>>>>>

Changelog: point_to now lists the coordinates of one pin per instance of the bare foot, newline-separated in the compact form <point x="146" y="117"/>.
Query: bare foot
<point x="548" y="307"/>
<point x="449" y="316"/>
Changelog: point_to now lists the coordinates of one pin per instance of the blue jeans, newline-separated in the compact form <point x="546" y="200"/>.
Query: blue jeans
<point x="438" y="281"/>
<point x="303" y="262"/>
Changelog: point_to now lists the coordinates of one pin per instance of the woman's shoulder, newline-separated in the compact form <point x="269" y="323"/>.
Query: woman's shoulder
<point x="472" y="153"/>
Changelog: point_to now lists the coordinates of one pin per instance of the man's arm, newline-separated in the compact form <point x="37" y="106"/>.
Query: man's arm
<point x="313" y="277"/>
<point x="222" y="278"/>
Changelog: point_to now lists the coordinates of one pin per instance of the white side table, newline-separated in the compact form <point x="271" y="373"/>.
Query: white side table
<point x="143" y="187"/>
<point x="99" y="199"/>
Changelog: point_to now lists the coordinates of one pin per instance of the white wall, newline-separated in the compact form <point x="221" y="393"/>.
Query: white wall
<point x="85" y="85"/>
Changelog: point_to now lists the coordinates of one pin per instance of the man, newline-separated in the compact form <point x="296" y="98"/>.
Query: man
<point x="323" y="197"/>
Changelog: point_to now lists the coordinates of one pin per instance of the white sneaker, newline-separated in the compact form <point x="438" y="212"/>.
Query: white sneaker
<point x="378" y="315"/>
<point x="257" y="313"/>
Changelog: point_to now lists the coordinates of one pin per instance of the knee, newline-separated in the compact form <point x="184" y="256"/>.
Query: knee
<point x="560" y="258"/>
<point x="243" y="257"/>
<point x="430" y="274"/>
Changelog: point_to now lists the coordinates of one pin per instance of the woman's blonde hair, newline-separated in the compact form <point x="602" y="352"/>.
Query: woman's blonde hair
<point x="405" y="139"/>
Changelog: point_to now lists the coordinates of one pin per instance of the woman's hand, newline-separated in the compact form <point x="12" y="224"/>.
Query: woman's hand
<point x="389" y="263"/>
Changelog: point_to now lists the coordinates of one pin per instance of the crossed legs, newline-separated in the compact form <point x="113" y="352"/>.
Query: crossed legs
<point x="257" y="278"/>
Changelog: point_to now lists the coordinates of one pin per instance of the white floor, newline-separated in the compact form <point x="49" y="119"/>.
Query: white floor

<<<<<

### Problem
Reproduce every line of the records above word for word and in the same order, changing nothing.

### Response to the task
Changelog: point_to now lists the coordinates of one pin per instance of the bare foot, newline-separated in the compact form <point x="146" y="117"/>.
Query: bare foot
<point x="548" y="307"/>
<point x="449" y="316"/>
Changelog: point_to now lists the coordinates of one pin per instance of the blue jeans, newline-separated in the compact form <point x="546" y="200"/>.
Query: blue jeans
<point x="438" y="281"/>
<point x="303" y="262"/>
Changelog: point_to now lists the coordinates of one pin per instance of the woman's shoulder, newline-separated in the compact form <point x="269" y="323"/>.
Query: woman's shoulder
<point x="472" y="153"/>
Changelog: point_to now lists the coordinates of one pin per instance of the man's arm, newline-separated in the compact form <point x="37" y="106"/>.
Query: man's arm
<point x="313" y="277"/>
<point x="222" y="278"/>
Changelog: point_to now lists the coordinates of one pin per instance of the white side table, newline-separated in the compact form <point x="271" y="373"/>.
Query: white side table
<point x="143" y="187"/>
<point x="99" y="199"/>
Changelog: point_to now lists the coordinates of one pin per instance of the white wall, newline-separated in the compact form <point x="221" y="393"/>.
Query: white wall
<point x="85" y="85"/>
Changelog: point_to now lists the coordinates of one pin per instance of the man, newline-separated in the compact form <point x="296" y="98"/>.
Query: man
<point x="323" y="197"/>
Changelog: point_to now lists the coordinates of one pin per instance of the white sneaker, newline-separated in the compact form <point x="438" y="212"/>.
Query: white sneaker
<point x="378" y="315"/>
<point x="257" y="313"/>
Changelog: point_to now lists the coordinates of one pin per instance of the knee, newline-separated in the compact form <point x="184" y="256"/>.
Query: knee
<point x="560" y="258"/>
<point x="243" y="257"/>
<point x="430" y="274"/>
Changelog: point_to now lists the coordinates of one pin per instance of the woman's blonde hair, newline-separated in the compact form <point x="602" y="352"/>.
Query: woman's blonde hair
<point x="405" y="139"/>
Changelog: point_to now lists the coordinates of one pin per instance of the woman's hand, newline-separated in the compact form <point x="12" y="224"/>.
Query: woman's hand
<point x="389" y="263"/>
Changelog: point_to now lists the coordinates of one pin per instance of the crossed legs, newline-separated in the compact form <point x="113" y="352"/>.
Query: crossed legs
<point x="257" y="278"/>
Changelog: point_to now lists the coordinates of one pin per instance of the white floor, newline-separated in the compact form <point x="49" y="119"/>.
Query: white floor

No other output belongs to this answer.